#### YOUR OBJECTIVE:
Reprint the whole of the data exactly.

Saved data entries:

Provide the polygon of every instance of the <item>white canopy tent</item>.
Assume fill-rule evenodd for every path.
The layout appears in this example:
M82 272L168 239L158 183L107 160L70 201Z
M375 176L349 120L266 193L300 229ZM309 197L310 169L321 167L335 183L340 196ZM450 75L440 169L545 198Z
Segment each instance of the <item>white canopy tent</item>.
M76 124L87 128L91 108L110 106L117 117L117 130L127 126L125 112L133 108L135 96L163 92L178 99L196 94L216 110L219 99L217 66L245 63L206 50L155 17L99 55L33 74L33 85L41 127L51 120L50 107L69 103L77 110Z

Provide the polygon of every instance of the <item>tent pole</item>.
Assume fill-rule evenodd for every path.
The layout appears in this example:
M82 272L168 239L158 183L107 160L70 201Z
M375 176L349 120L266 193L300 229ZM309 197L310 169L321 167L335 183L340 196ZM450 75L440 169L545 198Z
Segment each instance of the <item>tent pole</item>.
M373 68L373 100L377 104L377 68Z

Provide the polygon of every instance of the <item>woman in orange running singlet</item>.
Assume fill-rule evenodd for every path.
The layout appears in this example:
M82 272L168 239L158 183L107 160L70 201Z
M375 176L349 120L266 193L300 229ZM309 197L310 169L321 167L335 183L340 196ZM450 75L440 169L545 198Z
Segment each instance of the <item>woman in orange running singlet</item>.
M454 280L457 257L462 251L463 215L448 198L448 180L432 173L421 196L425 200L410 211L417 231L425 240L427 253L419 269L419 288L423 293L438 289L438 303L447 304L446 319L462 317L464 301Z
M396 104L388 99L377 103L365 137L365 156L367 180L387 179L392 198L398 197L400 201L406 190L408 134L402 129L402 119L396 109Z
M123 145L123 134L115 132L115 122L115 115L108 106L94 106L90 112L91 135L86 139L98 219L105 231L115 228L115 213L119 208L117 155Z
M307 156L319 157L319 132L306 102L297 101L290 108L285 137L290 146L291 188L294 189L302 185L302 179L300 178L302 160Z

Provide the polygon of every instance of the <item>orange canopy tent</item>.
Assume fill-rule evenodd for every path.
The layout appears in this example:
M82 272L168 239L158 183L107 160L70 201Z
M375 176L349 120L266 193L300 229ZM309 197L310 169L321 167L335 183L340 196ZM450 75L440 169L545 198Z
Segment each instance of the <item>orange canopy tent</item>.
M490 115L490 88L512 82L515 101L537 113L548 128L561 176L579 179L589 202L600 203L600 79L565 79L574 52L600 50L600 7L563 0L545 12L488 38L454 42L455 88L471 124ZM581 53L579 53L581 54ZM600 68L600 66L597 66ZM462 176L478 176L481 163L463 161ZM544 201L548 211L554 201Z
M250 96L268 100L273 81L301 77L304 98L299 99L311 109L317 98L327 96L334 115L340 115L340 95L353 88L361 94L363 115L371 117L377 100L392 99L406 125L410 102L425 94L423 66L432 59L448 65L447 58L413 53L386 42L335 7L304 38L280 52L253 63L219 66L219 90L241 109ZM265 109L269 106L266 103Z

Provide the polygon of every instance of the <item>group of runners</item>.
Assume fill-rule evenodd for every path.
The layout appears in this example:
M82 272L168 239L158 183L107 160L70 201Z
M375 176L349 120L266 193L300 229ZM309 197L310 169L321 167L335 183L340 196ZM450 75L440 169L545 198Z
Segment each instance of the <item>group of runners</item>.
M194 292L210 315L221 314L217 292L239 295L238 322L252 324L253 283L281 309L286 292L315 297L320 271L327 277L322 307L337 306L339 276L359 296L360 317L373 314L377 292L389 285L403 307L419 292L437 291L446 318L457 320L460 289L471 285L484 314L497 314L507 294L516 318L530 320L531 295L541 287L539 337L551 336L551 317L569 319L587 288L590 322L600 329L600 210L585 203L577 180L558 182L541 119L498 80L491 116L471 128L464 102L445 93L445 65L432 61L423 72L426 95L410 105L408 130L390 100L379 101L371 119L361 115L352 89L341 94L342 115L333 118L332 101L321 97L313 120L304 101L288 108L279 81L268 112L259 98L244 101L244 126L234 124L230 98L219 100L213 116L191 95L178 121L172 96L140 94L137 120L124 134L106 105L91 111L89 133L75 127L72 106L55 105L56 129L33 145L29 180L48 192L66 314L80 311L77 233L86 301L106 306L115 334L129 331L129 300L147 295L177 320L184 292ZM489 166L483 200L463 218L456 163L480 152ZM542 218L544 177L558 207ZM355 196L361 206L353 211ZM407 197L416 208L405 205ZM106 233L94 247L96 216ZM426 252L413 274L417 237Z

#### RESPONSE FOR THIS EXERCISE:
Provide the polygon of every instance of the <item>white canopy tent</item>.
Assume fill-rule evenodd for every path.
The layout appears in this example:
M82 272L168 239L158 183L107 160L70 201Z
M375 176L349 120L266 193L300 229ZM309 197L310 169L321 167L335 183L340 196ZM450 75L440 169L545 198Z
Segment each instance of the <item>white canopy tent</item>.
M76 124L87 128L91 108L110 106L117 117L117 130L127 126L125 112L133 108L135 96L163 92L178 99L196 94L216 110L219 99L217 66L245 63L206 50L155 17L99 55L33 74L33 85L41 127L51 120L50 107L69 103L77 110Z

Provide the polygon of every instance of the <item>tent pole</item>.
Assume fill-rule evenodd for every path.
The layout appears in this example:
M82 272L168 239L158 183L107 160L70 201Z
M375 176L349 120L266 193L300 229ZM309 197L310 169L321 167L335 183L340 196ZM450 75L440 169L545 198Z
Segment each instance of the <item>tent pole</item>.
M373 68L373 100L377 104L377 68Z

Provide the polygon of every instance of the <item>woman in orange running singlet</item>.
Assume fill-rule evenodd for every path.
The layout appears in this example:
M82 272L168 239L158 183L107 160L70 201Z
M375 176L349 120L266 193L300 229ZM309 197L310 169L321 167L335 183L340 196ZM450 75L440 169L545 198Z
Segment each instance of the <item>woman in orange running singlet</item>.
M454 280L457 257L462 251L463 215L448 198L448 180L432 173L421 196L425 200L410 211L417 231L425 240L427 253L419 269L419 288L423 293L438 289L438 303L447 304L446 319L462 317L464 301Z
M396 104L388 99L377 103L365 137L365 156L367 180L387 179L392 198L398 197L400 201L406 190L408 134L402 129L402 119L396 109Z
M123 145L123 134L115 132L115 122L115 115L108 106L94 106L90 112L91 135L86 139L98 219L105 231L115 228L115 213L119 208L117 155Z
M307 156L319 157L319 132L306 102L297 101L290 108L285 137L290 146L291 188L294 189L302 185L302 179L300 178L302 160Z

Provide the polygon of every instance of the <item>orange canopy tent</item>.
Assume fill-rule evenodd for every path.
The layout appears in this example:
M82 272L168 239L158 183L107 160L70 201Z
M375 176L349 120L266 193L300 229ZM309 197L310 169L321 167L335 183L340 196ZM450 75L440 169L545 198Z
Segment each instance of the <item>orange canopy tent</item>.
M490 115L490 88L512 82L515 101L537 113L548 128L561 176L579 179L589 202L600 203L600 79L565 79L574 52L600 50L600 7L563 0L545 12L488 38L454 42L455 88L471 124ZM581 53L579 53L581 54ZM600 68L600 66L597 66ZM462 176L478 176L481 163L463 161ZM544 201L548 211L554 201Z
M250 96L268 100L273 81L301 77L304 98L299 99L311 109L317 98L327 96L334 115L340 115L340 95L353 88L361 94L363 115L371 117L377 100L392 99L406 125L410 102L425 94L423 66L432 59L448 65L447 58L413 53L386 42L335 7L304 38L280 52L253 63L219 66L219 90L241 109ZM265 109L269 106L266 103Z

Provide the polygon of every instance of the <item>group of runners</item>.
Assume fill-rule evenodd for every path.
The layout appears in this example:
M82 272L168 239L158 183L107 160L70 201Z
M375 176L349 120L266 193L300 229ZM309 197L310 169L321 167L335 183L340 196ZM450 75L440 169L545 198Z
Segment each instance of the <item>group of runners</item>.
M194 292L210 315L221 314L217 292L239 295L238 322L252 324L253 283L281 309L286 292L315 297L320 271L327 277L322 307L337 306L339 276L359 296L360 317L373 314L377 292L389 285L403 307L419 292L437 291L446 318L457 320L460 289L471 285L484 314L497 314L507 294L516 318L530 320L531 295L541 287L539 337L551 336L551 317L569 319L587 288L590 322L600 329L600 210L585 203L577 180L558 182L541 119L498 80L491 116L471 128L464 102L445 93L445 65L432 61L423 72L426 95L410 105L408 130L390 100L379 101L371 119L361 115L352 89L341 94L342 115L333 118L332 101L321 97L313 120L304 101L288 108L279 81L268 112L259 98L244 101L244 126L234 124L230 98L219 100L213 116L191 95L178 121L172 96L140 94L137 120L124 134L106 105L91 111L89 133L75 127L72 106L55 105L56 129L33 145L29 180L48 192L66 314L80 311L77 233L86 301L106 306L115 334L129 331L129 300L147 295L177 320L184 292ZM489 166L483 200L463 218L456 163L480 152ZM542 218L544 177L558 207ZM355 196L361 206L353 211ZM407 197L416 208L405 205ZM106 233L94 247L96 216ZM426 252L413 274L417 237Z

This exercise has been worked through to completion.